• **READING TEXT**
More than fifty years later . . .
Architect Marshall Becker arrives in Lamorlaye to begin the massive renovation of a Renaissance-era castle. The project that was meant to provide an escape for Becker instead becomes a gripping glimpse into the human drama that unfolded during the Nazi occupation and seems to live on in midnight disturbances and bizarre acts of vandalism.
Becker explores the castle’s shadowy history as he seeks to cope with the demons from his own past. Only Jade, the feisty nanny of the owner’s children, is willing to stand up to him. But Becker soon discovers that every one of the château’s inhabitants seems to have something to hide and something to protect—and something worth fighting for.
Anything World War II will instantly hits my radar and I’m especially intrigued by the history of German occupied countries. As I mentioned, it just isn’t what I expected.
In Tangled Ashes, Michèle Phoenix weaves together a story of secrets, mystery and family. It kept me going because the mystery was far too intriguing to stop reading. What’s Beck hiding? What happened from the prologue? And who is the mysterious person roaming the land?
As the story unfolded, not only did you see how it affected the characters lives, you gained insight into some different stories of WWII.
***Below is only one spoiler (if you can call it that, but it felt right to tell you guys)***
Now that part I didn’t expect? Becker. It took me awhile to like Becker, and I still don’t know if I like him. Every time he did something jerkish I wanted to yell “BRO, QUIT BEING A BUTT FACE!” Yes, Internet I just wrote that.
I would have liked the story to continue as well. Becker was slowly changing and I wish I could have seen more of that. It left a lot open (which I think was the intent), and since I usually prefer more closure, it was unexpected. But even with some of the story left untold, it’s an intriguing tale of the present and the mysterious past colliding.

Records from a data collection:
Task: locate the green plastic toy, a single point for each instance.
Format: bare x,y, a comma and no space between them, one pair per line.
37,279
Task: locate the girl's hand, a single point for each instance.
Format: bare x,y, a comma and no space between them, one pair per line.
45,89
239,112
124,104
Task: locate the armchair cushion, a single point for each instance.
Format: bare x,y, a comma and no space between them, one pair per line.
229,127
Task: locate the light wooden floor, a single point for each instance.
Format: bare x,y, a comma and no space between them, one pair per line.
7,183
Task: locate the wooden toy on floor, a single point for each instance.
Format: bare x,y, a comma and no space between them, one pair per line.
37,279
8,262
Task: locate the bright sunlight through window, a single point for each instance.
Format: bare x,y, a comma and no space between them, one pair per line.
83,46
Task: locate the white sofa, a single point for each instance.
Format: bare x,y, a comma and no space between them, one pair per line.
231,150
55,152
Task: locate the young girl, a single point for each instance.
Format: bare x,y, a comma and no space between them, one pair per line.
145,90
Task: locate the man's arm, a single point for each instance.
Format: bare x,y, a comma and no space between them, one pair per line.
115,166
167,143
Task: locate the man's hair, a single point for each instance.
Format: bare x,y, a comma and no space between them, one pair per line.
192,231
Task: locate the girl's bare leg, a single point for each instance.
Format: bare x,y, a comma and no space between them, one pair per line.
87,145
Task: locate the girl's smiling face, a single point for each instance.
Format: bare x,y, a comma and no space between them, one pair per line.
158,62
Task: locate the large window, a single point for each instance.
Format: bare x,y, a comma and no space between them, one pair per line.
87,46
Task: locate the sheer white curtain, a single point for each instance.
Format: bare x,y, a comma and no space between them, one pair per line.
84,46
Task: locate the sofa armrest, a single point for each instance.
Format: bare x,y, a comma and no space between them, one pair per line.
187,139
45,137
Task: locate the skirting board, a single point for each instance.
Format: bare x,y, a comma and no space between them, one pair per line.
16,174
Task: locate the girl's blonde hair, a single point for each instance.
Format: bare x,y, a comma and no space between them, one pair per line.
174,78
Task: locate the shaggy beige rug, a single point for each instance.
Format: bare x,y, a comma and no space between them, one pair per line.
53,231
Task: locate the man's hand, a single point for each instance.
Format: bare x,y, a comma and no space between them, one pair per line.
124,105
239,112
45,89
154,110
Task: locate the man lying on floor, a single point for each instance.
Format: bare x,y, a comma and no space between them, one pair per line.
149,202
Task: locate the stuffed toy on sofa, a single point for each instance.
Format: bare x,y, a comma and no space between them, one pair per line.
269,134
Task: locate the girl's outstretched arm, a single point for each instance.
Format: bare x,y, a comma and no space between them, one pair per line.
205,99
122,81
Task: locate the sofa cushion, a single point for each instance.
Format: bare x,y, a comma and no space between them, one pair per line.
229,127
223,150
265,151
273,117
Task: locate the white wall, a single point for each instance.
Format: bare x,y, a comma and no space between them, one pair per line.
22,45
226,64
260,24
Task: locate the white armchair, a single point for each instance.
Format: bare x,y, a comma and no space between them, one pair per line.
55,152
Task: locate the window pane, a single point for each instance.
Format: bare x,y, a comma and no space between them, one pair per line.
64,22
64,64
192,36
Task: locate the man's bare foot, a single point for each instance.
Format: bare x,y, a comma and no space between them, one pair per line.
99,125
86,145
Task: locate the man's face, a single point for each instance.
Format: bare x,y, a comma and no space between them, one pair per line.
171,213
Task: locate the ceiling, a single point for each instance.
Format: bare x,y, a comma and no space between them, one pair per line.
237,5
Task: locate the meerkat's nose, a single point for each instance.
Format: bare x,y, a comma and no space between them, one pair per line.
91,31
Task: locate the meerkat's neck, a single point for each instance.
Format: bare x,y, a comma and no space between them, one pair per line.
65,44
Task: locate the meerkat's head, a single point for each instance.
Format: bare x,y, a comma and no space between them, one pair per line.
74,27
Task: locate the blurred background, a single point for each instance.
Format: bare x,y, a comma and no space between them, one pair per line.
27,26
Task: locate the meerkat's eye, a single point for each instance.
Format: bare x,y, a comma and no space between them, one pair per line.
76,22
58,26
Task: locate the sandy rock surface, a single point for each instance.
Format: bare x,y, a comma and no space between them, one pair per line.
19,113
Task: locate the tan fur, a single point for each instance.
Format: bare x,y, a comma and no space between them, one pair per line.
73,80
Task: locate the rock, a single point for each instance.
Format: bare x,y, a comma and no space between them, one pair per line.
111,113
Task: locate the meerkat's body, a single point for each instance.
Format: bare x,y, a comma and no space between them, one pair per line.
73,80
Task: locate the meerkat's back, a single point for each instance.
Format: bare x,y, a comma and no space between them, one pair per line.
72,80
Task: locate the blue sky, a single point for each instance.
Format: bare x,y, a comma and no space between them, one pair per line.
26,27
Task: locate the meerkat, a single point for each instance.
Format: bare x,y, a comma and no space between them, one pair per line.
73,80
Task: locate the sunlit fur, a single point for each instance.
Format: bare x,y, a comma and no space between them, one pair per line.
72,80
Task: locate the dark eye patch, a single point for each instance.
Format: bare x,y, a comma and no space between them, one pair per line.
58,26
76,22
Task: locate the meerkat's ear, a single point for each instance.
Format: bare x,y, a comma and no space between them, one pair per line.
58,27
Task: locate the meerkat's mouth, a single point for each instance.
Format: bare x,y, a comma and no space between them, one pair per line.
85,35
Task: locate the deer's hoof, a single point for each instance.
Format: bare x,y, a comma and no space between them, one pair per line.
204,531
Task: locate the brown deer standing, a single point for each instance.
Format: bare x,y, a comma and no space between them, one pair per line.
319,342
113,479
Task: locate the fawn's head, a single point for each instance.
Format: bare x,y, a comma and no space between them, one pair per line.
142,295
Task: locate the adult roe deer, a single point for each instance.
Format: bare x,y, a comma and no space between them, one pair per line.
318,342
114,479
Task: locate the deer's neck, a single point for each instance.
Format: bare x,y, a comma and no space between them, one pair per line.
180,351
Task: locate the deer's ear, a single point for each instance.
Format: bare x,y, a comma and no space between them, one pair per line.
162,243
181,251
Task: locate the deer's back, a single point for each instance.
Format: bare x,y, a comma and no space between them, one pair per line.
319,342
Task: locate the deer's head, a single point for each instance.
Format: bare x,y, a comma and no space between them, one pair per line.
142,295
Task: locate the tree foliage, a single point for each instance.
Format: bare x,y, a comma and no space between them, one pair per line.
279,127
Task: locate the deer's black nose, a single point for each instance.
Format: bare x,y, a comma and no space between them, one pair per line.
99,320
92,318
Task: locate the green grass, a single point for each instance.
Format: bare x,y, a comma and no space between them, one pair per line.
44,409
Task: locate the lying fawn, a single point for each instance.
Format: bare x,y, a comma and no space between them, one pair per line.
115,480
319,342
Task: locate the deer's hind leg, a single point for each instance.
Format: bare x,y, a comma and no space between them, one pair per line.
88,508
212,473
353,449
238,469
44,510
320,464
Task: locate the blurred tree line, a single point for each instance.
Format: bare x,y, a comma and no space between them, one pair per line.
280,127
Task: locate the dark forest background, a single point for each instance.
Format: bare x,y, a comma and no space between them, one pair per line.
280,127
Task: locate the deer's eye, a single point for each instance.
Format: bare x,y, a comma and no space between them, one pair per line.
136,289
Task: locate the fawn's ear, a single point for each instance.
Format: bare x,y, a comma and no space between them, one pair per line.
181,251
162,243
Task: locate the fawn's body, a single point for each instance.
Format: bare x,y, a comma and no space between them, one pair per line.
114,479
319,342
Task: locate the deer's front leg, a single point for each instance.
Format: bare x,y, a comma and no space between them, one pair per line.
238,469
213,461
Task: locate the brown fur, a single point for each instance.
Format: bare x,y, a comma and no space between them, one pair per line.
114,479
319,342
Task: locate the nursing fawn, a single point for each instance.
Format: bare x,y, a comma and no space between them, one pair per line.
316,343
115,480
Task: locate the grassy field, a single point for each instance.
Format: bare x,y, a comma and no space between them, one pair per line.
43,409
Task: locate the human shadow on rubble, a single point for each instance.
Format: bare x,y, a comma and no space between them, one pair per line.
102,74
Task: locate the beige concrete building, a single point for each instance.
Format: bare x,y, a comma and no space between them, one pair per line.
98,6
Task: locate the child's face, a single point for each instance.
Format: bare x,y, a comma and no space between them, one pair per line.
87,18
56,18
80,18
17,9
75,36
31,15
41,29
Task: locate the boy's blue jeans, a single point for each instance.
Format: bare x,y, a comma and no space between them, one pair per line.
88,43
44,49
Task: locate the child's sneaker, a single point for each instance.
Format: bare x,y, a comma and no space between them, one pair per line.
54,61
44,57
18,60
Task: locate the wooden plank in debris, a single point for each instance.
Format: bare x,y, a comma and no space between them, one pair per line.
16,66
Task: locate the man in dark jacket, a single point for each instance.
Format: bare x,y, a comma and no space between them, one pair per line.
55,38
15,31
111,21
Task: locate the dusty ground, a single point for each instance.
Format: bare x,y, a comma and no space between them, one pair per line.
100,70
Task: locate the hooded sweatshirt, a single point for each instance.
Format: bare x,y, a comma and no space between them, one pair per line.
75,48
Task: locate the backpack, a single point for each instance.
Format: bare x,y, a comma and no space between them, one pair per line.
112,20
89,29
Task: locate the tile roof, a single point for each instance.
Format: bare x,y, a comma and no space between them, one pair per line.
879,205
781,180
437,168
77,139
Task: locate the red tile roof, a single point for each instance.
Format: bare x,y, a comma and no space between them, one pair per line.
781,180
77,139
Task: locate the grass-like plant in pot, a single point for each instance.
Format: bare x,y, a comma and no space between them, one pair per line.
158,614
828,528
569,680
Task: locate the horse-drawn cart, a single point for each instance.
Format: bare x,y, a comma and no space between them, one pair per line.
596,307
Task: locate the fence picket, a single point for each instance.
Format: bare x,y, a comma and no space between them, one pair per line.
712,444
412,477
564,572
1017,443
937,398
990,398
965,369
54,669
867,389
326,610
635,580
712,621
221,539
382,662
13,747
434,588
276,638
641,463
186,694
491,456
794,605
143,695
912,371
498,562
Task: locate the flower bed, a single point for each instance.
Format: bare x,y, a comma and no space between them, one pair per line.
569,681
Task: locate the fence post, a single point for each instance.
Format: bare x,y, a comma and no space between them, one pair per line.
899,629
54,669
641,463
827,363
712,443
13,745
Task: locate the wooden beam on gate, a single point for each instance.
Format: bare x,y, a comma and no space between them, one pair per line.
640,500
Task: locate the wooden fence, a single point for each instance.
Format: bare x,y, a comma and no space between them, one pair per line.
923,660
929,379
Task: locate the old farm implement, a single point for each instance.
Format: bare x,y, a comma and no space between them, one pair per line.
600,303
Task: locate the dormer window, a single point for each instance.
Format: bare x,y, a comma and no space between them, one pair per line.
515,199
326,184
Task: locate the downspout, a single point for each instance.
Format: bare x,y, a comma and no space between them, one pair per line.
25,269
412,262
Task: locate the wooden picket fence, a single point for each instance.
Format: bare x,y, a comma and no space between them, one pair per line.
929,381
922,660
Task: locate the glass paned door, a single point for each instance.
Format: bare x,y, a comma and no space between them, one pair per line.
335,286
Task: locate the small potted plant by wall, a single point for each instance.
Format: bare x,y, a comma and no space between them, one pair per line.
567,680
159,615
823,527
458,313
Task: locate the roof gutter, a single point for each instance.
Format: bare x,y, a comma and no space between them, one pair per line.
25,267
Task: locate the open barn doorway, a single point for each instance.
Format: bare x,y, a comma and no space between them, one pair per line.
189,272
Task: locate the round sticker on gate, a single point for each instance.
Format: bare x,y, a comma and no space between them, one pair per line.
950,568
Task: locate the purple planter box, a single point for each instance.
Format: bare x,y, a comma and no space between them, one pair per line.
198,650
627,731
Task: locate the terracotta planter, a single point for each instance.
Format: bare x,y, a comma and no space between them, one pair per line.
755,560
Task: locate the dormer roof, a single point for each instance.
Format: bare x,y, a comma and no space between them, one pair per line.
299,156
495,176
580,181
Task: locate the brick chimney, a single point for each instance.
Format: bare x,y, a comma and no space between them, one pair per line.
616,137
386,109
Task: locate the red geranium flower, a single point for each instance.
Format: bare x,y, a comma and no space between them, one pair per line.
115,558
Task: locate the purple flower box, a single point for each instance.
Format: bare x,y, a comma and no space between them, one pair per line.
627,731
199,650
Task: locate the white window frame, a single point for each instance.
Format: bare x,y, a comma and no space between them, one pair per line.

• **GOAL 1**
Return the passage of the book review from "Anything World War" to "roaming the land?", word for word.
• **GOAL 2**
Return, word for word, each line of the rows that contains the string "lying".
The book review and the rows come from unrelated sources.

• **ANSWER 1**
Anything World War II will instantly hits my radar and I’m especially intrigued by the history of German occupied countries. As I mentioned, it just isn’t what I expected.
In Tangled Ashes, Michèle Phoenix weaves together a story of secrets, mystery and family. It kept me going because the mystery was far too intriguing to stop reading. What’s Beck hiding? What happened from the prologue? And who is the mysterious person roaming the land?

• **ANSWER 2**
Task: locate the man lying on floor, a single point for each instance.
Task: locate the lying fawn, a single point for each instance.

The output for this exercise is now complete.